* **WORK ITEM**
Return the entries below word for word. No picture belongs in the copy.

* **SUPPLIED ENTRIES**
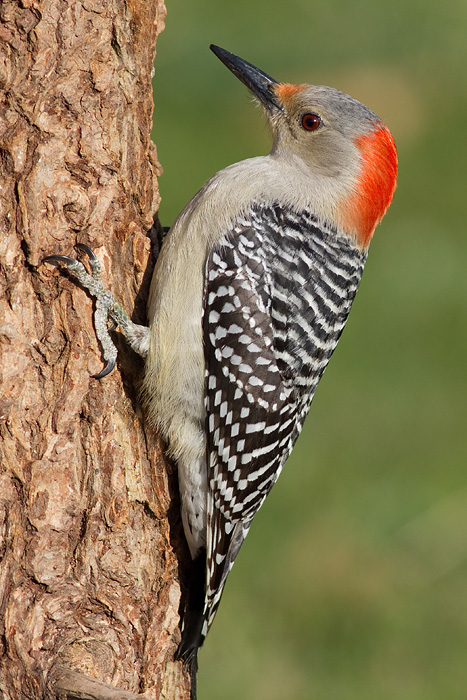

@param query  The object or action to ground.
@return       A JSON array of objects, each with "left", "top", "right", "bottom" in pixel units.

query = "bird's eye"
[{"left": 301, "top": 113, "right": 321, "bottom": 132}]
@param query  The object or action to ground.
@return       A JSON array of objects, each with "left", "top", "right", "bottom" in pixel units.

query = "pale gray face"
[{"left": 268, "top": 84, "right": 381, "bottom": 177}]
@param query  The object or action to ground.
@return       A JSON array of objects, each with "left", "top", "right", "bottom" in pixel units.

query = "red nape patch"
[
  {"left": 275, "top": 83, "right": 305, "bottom": 104},
  {"left": 345, "top": 125, "right": 398, "bottom": 248}
]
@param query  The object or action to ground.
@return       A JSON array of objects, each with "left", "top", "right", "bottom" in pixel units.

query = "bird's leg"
[{"left": 43, "top": 244, "right": 150, "bottom": 378}]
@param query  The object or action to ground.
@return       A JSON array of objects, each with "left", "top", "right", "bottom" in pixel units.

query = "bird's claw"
[
  {"left": 43, "top": 253, "right": 81, "bottom": 267},
  {"left": 75, "top": 243, "right": 102, "bottom": 278},
  {"left": 92, "top": 356, "right": 116, "bottom": 379},
  {"left": 74, "top": 242, "right": 98, "bottom": 261}
]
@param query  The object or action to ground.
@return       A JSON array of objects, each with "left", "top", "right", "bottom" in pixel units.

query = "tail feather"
[
  {"left": 175, "top": 550, "right": 207, "bottom": 700},
  {"left": 175, "top": 609, "right": 204, "bottom": 663},
  {"left": 175, "top": 636, "right": 199, "bottom": 700}
]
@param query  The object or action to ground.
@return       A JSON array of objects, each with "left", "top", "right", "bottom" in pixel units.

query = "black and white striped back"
[{"left": 201, "top": 201, "right": 367, "bottom": 637}]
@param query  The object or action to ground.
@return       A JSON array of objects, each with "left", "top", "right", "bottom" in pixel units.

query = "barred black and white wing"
[{"left": 202, "top": 203, "right": 367, "bottom": 638}]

* **RESPONSE FOR THIS EXERCISE**
@param query  The object or action to ground.
@return       A JSON array of objects, each with "left", "top", "right", "bottom" in pixel units.

query = "bird's eye"
[{"left": 301, "top": 113, "right": 321, "bottom": 132}]
@param query  The object or action to ground.
@return       A JSON array of objects, each with "left", "top", "right", "bottom" in pixel units.

query = "pale gray face"
[{"left": 268, "top": 84, "right": 381, "bottom": 177}]
@param query  The object or action to ground.
@return       A JSON array of objects, each with "left", "top", "right", "bottom" in pixel units.

query = "red nape patch"
[
  {"left": 275, "top": 83, "right": 305, "bottom": 104},
  {"left": 345, "top": 125, "right": 398, "bottom": 248}
]
@param query  The object or action to ground.
@return       A JSON array of objects, each with "left", "top", "right", "bottom" in pixel units.

query = "bird's leg"
[{"left": 43, "top": 244, "right": 150, "bottom": 378}]
@param query  The object or action to ground.
@return       A JSON array of objects, each with "left", "top", "right", "bottom" in pixel units.

query = "bird's claw"
[
  {"left": 43, "top": 253, "right": 81, "bottom": 267},
  {"left": 75, "top": 243, "right": 102, "bottom": 278},
  {"left": 92, "top": 356, "right": 116, "bottom": 379},
  {"left": 74, "top": 242, "right": 98, "bottom": 261}
]
@param query  The object or action to ground.
@return       A JSON array of objects, each with "left", "top", "right", "bottom" in pixel units.

query = "tail feather"
[
  {"left": 175, "top": 550, "right": 207, "bottom": 700},
  {"left": 175, "top": 609, "right": 204, "bottom": 663},
  {"left": 175, "top": 636, "right": 199, "bottom": 700}
]
@param query  The object or action to ground.
@return       A JSON array of objects, each with "left", "top", "right", "bottom" in pixel units.

query = "black and white striped back"
[{"left": 201, "top": 201, "right": 367, "bottom": 637}]
@param query  The object or action to ground.
@return       A JSON array of objects, each with "left", "top", "right", "bottom" in pixel units.

query = "barred black and white wing"
[{"left": 202, "top": 203, "right": 367, "bottom": 638}]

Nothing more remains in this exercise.